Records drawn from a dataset
━━━━━━━━━━
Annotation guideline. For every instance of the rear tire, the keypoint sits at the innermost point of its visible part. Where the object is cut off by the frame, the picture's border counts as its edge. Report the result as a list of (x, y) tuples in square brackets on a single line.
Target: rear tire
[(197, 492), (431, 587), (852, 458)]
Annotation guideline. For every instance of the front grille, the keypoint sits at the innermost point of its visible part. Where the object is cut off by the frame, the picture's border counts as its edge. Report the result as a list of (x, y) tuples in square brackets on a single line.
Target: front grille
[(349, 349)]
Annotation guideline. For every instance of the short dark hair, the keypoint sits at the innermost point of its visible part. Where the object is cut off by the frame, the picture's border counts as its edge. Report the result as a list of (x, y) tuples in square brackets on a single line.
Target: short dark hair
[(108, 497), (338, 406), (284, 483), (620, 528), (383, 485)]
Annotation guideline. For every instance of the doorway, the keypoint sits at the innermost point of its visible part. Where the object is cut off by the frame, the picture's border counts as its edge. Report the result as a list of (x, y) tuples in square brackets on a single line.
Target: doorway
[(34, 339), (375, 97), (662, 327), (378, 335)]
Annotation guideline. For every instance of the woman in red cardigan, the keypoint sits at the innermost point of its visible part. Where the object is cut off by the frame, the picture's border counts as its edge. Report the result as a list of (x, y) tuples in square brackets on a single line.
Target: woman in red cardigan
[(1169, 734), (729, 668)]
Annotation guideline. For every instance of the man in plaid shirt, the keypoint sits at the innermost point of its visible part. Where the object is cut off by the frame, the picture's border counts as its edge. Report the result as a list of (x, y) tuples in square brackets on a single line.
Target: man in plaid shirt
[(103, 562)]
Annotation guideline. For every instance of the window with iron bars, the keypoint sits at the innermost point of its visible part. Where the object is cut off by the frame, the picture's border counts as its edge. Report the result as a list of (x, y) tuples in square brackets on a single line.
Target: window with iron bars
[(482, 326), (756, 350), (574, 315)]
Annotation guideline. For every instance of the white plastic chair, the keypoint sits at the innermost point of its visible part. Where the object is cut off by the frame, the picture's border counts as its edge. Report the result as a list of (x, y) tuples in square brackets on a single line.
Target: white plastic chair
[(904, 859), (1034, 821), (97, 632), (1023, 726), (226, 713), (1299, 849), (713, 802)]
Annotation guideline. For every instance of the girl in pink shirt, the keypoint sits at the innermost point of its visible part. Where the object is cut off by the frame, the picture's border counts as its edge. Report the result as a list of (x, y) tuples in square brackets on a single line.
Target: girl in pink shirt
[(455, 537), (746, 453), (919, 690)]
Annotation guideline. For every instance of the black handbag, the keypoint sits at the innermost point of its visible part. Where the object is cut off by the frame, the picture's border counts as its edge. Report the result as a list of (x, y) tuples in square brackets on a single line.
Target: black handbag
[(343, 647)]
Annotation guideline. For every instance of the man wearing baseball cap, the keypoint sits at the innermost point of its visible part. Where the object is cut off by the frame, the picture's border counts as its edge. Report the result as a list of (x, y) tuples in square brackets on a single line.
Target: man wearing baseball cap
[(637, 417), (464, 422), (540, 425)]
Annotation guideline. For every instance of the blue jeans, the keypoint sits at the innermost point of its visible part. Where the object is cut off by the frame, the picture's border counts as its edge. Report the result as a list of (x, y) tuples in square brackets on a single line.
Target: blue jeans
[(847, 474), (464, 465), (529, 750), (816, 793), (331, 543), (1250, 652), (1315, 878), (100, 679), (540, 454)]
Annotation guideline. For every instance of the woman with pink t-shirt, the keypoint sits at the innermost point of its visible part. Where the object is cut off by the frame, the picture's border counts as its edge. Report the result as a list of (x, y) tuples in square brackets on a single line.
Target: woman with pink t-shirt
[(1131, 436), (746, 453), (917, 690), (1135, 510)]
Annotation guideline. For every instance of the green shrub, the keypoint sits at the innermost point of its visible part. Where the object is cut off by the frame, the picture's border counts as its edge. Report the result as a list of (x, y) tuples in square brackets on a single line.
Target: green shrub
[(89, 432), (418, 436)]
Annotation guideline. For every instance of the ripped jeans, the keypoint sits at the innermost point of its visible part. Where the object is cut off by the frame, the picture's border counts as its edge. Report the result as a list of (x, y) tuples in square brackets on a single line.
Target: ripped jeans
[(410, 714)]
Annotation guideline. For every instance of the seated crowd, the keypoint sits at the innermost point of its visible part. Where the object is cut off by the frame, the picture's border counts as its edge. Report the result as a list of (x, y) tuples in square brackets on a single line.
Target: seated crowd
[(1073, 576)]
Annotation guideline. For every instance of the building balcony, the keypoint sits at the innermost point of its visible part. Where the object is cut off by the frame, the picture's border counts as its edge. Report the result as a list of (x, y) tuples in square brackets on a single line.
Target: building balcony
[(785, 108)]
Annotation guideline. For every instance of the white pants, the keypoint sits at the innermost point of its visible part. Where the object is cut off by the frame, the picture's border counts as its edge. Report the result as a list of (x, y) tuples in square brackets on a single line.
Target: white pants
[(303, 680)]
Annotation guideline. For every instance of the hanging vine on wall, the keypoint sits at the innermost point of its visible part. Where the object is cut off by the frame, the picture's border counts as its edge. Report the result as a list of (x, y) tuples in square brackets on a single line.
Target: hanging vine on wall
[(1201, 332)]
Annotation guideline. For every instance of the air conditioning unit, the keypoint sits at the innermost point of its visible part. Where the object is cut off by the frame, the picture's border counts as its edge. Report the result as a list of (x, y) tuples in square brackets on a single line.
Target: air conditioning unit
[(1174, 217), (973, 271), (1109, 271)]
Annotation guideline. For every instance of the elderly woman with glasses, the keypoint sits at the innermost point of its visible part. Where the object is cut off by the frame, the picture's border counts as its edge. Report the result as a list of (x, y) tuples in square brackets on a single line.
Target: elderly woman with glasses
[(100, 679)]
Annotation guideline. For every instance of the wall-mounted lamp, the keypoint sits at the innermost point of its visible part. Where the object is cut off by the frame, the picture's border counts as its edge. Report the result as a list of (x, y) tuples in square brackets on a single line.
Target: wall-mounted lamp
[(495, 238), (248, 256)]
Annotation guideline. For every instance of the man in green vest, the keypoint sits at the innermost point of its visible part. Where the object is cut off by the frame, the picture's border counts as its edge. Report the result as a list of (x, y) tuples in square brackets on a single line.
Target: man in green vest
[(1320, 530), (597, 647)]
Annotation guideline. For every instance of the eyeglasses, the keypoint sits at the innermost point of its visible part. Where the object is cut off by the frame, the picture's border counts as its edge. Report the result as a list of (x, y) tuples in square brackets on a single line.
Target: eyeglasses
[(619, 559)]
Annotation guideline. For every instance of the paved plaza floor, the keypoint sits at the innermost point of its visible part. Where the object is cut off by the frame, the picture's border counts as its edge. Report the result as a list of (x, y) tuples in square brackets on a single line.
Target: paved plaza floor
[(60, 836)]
━━━━━━━━━━
* _REQUIRED ACTION_: The response must consist of the lines above, from the first one through the line containing "Annotation guideline. For every instance of the doorway, the", reproduced exactly.

* _WRITTEN SOLUTION_:
Annotation guideline. For every instance of the rear tire, the keypoint sits at the innermost point of its visible part. Where the object is cut off by the frame, the picture's border counts as its edge. Report the result as a list of (x, y) tuples in square brackets on a single line.
Target: rear tire
[(197, 492), (431, 587), (852, 458)]
Annotation guideline. For every instance of the front grille, the keypoint sits at the innermost point of its visible part. Where the object is cut off by the frame, the picture's border counts as its edge. Report the result as a list of (x, y) tuples in square brackets on a single line.
Target: front grille
[(349, 349)]
Annotation guideline. For every instance of the short dark hair, the keypoint sits at the innermost point of its visible part. Where the object is cut off by the frame, the picture's border counts as its edge. Report the result as a list of (x, y) tuples in square brackets on a single line.
Target: short dark hair
[(108, 497), (338, 406), (284, 483), (620, 528), (383, 485)]
Annotation guideline. For every instance of the doorway, the keypoint sits at the innermost point of its visible part. Where the object is cut off by the frame, the picture's border counts as its edge. Report the result as a list of (x, y) tuples in square brackets on a single line.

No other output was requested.